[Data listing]

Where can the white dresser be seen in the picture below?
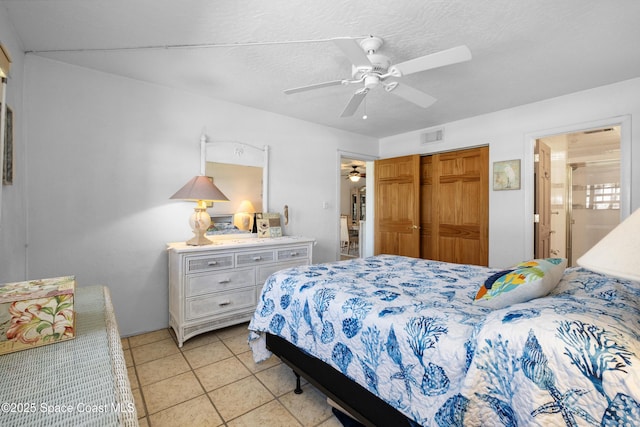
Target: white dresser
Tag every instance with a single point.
(218, 285)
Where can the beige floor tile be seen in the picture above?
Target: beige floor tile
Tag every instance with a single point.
(279, 379)
(128, 360)
(240, 397)
(310, 407)
(200, 340)
(169, 392)
(198, 412)
(207, 354)
(247, 359)
(232, 331)
(221, 373)
(149, 337)
(160, 369)
(156, 350)
(273, 414)
(237, 344)
(133, 378)
(137, 399)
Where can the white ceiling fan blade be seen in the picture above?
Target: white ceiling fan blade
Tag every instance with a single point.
(311, 87)
(353, 51)
(354, 103)
(410, 94)
(434, 60)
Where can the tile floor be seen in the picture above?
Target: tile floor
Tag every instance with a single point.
(213, 381)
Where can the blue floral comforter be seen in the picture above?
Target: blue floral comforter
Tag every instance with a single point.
(407, 330)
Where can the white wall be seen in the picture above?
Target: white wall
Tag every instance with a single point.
(13, 221)
(105, 153)
(508, 134)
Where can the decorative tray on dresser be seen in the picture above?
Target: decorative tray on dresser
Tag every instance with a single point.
(218, 285)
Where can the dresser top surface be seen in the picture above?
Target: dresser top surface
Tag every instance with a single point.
(223, 244)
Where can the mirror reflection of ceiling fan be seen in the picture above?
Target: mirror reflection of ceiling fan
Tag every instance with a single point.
(371, 69)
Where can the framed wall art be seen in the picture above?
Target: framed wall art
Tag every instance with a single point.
(506, 175)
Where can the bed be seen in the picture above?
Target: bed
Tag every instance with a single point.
(399, 341)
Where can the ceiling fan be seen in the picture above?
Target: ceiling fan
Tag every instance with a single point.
(355, 175)
(373, 69)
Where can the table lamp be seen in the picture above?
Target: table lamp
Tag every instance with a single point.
(618, 253)
(201, 190)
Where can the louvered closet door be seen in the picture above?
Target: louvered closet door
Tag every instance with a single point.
(460, 207)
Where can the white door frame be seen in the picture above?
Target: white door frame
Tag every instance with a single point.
(528, 166)
(369, 186)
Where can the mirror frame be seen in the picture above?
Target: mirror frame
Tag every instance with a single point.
(237, 153)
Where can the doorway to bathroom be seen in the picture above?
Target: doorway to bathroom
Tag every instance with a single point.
(581, 172)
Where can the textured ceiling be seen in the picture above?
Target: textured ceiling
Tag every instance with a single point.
(523, 51)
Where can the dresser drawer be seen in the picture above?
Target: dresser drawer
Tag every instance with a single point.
(291, 254)
(251, 258)
(208, 262)
(267, 270)
(223, 302)
(204, 283)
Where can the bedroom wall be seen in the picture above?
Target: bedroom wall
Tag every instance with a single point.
(13, 221)
(105, 153)
(508, 134)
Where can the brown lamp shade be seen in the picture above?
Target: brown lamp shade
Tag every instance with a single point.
(200, 188)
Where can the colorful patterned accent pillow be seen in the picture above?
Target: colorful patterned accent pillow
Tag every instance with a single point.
(521, 283)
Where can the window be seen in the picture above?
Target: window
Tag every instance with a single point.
(603, 196)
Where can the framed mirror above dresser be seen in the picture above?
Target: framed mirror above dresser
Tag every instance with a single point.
(218, 285)
(241, 172)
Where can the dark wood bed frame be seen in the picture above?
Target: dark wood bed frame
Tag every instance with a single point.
(361, 404)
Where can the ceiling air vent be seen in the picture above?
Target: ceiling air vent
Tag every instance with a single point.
(432, 136)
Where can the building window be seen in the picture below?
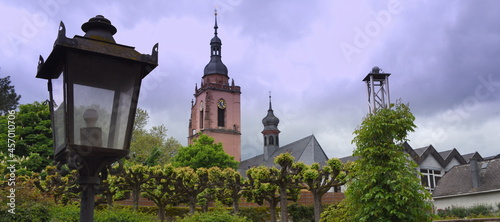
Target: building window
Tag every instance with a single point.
(201, 119)
(430, 178)
(221, 114)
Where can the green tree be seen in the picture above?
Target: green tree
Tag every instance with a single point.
(320, 179)
(261, 191)
(231, 186)
(33, 135)
(161, 188)
(384, 184)
(204, 153)
(59, 184)
(190, 183)
(132, 179)
(8, 97)
(275, 185)
(151, 147)
(287, 180)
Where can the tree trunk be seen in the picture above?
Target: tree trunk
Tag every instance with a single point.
(192, 205)
(283, 205)
(135, 197)
(317, 206)
(161, 213)
(204, 207)
(272, 208)
(236, 205)
(109, 198)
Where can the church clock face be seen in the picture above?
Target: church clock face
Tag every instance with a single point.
(221, 104)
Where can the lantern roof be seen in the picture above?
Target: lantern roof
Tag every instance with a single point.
(99, 40)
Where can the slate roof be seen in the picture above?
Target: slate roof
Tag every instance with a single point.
(306, 150)
(420, 154)
(469, 156)
(443, 158)
(458, 181)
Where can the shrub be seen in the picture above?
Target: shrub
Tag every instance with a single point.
(256, 214)
(480, 209)
(68, 213)
(217, 215)
(462, 212)
(34, 212)
(122, 215)
(71, 213)
(301, 213)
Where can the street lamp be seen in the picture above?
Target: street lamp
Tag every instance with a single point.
(93, 105)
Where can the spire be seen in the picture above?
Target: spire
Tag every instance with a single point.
(270, 132)
(215, 26)
(270, 107)
(270, 122)
(215, 66)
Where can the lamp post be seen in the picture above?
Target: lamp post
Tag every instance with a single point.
(93, 105)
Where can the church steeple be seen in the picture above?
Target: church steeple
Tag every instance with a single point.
(216, 110)
(270, 132)
(215, 66)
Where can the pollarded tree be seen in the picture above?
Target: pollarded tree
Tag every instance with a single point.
(60, 184)
(319, 179)
(161, 188)
(131, 178)
(151, 147)
(260, 191)
(228, 185)
(204, 153)
(275, 185)
(8, 97)
(384, 184)
(190, 183)
(288, 179)
(33, 135)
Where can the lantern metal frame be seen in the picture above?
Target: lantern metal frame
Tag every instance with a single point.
(92, 160)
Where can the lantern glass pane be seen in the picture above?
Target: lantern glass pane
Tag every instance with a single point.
(103, 91)
(59, 113)
(92, 115)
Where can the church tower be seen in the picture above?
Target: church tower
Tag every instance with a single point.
(270, 132)
(377, 83)
(216, 108)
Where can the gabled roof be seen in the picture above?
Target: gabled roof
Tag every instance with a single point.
(458, 181)
(443, 158)
(420, 154)
(475, 155)
(306, 150)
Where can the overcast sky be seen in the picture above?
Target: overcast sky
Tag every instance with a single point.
(443, 56)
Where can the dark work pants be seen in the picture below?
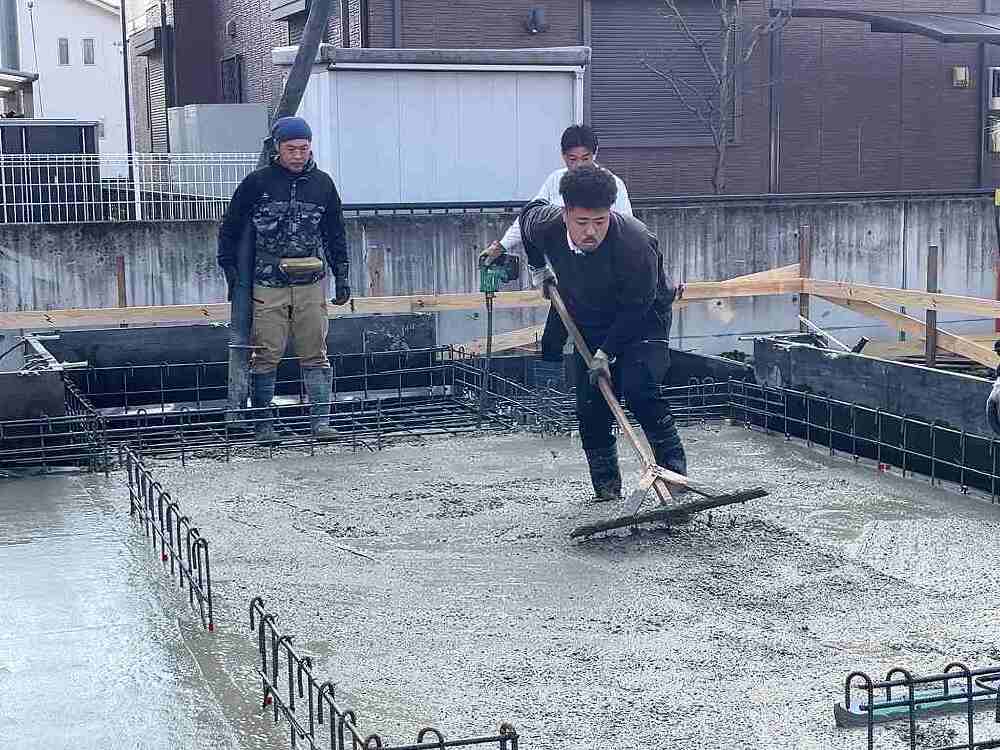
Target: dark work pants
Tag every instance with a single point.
(636, 374)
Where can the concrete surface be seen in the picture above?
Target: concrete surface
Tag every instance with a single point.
(435, 584)
(97, 650)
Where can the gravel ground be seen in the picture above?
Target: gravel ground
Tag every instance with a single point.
(435, 583)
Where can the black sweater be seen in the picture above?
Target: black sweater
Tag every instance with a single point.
(618, 294)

PROBLEM DESCRIPTION
Leave out the pictures and repeat everything else in the records exactly.

COMPLETE OUTPUT
Where can the white dresser be seen in the picture below?
Target: white dresser
Tag every instance with a single point.
(218, 285)
Where can the beige floor tile be seen in the picture above?
Target: beige floor tile
Tag every instance with a single point.
(279, 379)
(128, 360)
(240, 397)
(310, 407)
(200, 340)
(169, 392)
(198, 412)
(207, 354)
(247, 359)
(232, 331)
(221, 373)
(149, 337)
(160, 369)
(156, 350)
(273, 414)
(237, 344)
(133, 378)
(137, 399)
Where can the white ceiling fan blade be seen in the picture above?
Target: white ceiling fan blade
Tag every instance with a single point.
(311, 87)
(353, 51)
(354, 103)
(410, 94)
(434, 60)
Where can the tile floor be seen in the picture above?
Target: tile floor
Tag every instance with a single point.
(213, 381)
Where can the blue floral comforter be seen in the picture above?
Target: blue floral comforter
Tag every instance with a single point.
(407, 330)
Where can the white wall be seen in the picture above?
Target: white wall
Tag every instance with a single point.
(13, 221)
(105, 153)
(508, 134)
Where can the decorative tray on dresser be seen in the picture above?
Target: decorative tray on dresser
Tag every instance with a single point.
(218, 285)
Where can the dresser top surface be seen in the picture above?
Target: dresser top surface
Tag every instance with a single point.
(223, 244)
Where can the mirror reflection of ceiling fan be seen in the picture above?
Target: mirror reflection of ceiling fan
Tag every instance with a single point.
(371, 69)
Where can the framed wall art be seen in the picture above?
Target: framed wall art
Tag every instance with a single point.
(506, 175)
Where can the bed be seen in the picture above?
Target: bed
Tag every instance with a single point.
(399, 341)
Where can the ceiling fan be seen in the picture above?
Target: ceiling fan
Tag every instance with a single point.
(355, 175)
(373, 69)
Where can the table lamp be seen in the picture above?
Target: table lamp
Tag every instance with a single point.
(618, 253)
(201, 190)
Where can the louvered closet door be seen in the picture above?
Target: louvered closet door
Tag every instance with a single point.
(460, 207)
Where can the white door frame be seen in the picture above?
Target: white door frame
Tag every instance with a single point.
(528, 166)
(369, 186)
Where can the mirror frame be seen in the picture above?
Target: mirror frame
Tag every instance with a single point.
(237, 153)
Where can the doorway to bathroom be seen in the picture above?
Target: doorway to bathroom
Tag every instance with a single point.
(581, 172)
Where can the textured ceiling be seen in the picture above?
Target: textured ceiling
Tag every instance with a single point.
(523, 51)
Where can the dresser drawer be seen in the picture above?
Target: dresser drawer
Tag every instance with a single point.
(291, 254)
(251, 258)
(208, 262)
(267, 270)
(223, 302)
(204, 283)
Where can the bedroom wall be seen in the picture above?
Target: bedroom wall
Tag every instance with a single point.
(13, 221)
(105, 153)
(508, 134)
Where can the brown lamp shade be seen in the picture above?
Target: brown lamp shade
Tag every instance with a single point.
(200, 188)
Where can the colorful patterned accent pillow be seen in the picture above?
Target: colorful patterned accent pillow
Tag every instance with a single point.
(521, 283)
Where can the window be seen in the picture above?
Target: window
Tag every instance with a single point.
(603, 196)
Where can the framed mirror above dresser be seen in the picture above?
Target: framed mirror above dresser
Tag every instance with a single point.
(218, 285)
(241, 172)
Where can the dark wood bed frame be seen in the picture above?
Target: dark wood bed frame
Tag every instance with a single point.
(361, 404)
Where can the ceiling air vent be seen in the picture above?
Target: ceiling air vent
Tag every instance with a single point.
(432, 136)
Where can the building window be seen in the picture below?
Target: building window
Tag every instance with a single point.
(201, 119)
(430, 178)
(221, 114)
Where can the green tree be seen in the picture above?
Target: green tree
Tag every instance with a single point.
(320, 179)
(261, 191)
(231, 186)
(33, 135)
(161, 188)
(384, 184)
(204, 153)
(59, 184)
(190, 183)
(132, 179)
(8, 97)
(275, 185)
(151, 147)
(287, 180)
Where can the tree trunk be seen in the picture above?
Target: tree trunk
Tag every instance with a single point.
(192, 205)
(283, 205)
(135, 197)
(317, 206)
(161, 213)
(204, 207)
(272, 208)
(236, 205)
(109, 198)
Where can the church clock face be seen in the picture above?
Target: church clock face
Tag every instance with a single point.
(221, 104)
Where can the lantern roof be seen in the picture above?
Target: lantern roof
Tag every instance with a single point.
(99, 40)
Where can the slate roof be seen in the picture above?
Target: slate roof
Tag every instance with a single point.
(306, 150)
(420, 154)
(469, 156)
(443, 158)
(458, 181)
Where can the shrub be seen in the picture above?
Target: shrub
Tag every instance with a single point.
(256, 214)
(480, 209)
(68, 213)
(217, 215)
(462, 212)
(34, 212)
(122, 215)
(71, 213)
(301, 213)
Where can the street lamp be seen in the picture above?
Target: street lamp
Tag every instance with a single point.
(93, 105)
Where can the spire be seen in the picture above?
Target: spire
Tag every instance with a single point.
(270, 132)
(215, 26)
(270, 107)
(270, 122)
(215, 66)
Where can the lamp post be seen in the picture above?
Target: lamp post
Tag every instance with a single point.
(93, 105)
Where can the church steeple be seen in the picture above?
Target: church steeple
Tag every instance with a single point.
(216, 110)
(270, 132)
(215, 66)
Where can the pollarded tree be seen in the picture above?
Target: pollarded tree
Tag every instance with a single point.
(60, 184)
(319, 179)
(161, 188)
(131, 178)
(151, 147)
(260, 191)
(228, 185)
(204, 153)
(275, 185)
(8, 97)
(384, 184)
(190, 183)
(288, 179)
(33, 135)
Where can the lantern metal frame be seen in the picture above?
Target: lantern metal frame
Tag every instance with a single point.
(92, 160)
Where can the lantern glass pane be seen in the picture above?
Target: lantern glass pane
Tag every instance with a single point.
(103, 91)
(59, 113)
(92, 115)
Where can the church tower be seen in the picture above?
Target: church tower
Tag every instance with a single point.
(270, 132)
(377, 83)
(216, 108)
Where can the gabled roof be seen in the picture above?
Target: gabled roof
Tag every instance with a single point.
(458, 181)
(443, 158)
(420, 154)
(475, 155)
(306, 150)
Where can the overcast sky be seen in the picture above?
Target: overcast sky
Tag every instance with a single point.
(443, 56)
Where can the dark work pants be seen in the picture below?
Target: dark work pants
Tag every instance with a single point.
(636, 374)
Where can the concrete surface be seen in the picture above?
Target: concrete surface
Tag every instance with a single point.
(435, 584)
(97, 650)
Where can the gravel ground be seen in the picture above?
Target: gravel ground
Tag every instance with a single point.
(435, 583)
Where can the black sweater be seen in the picture above?
Target: black sweater
Tag every instance with a single point.
(618, 294)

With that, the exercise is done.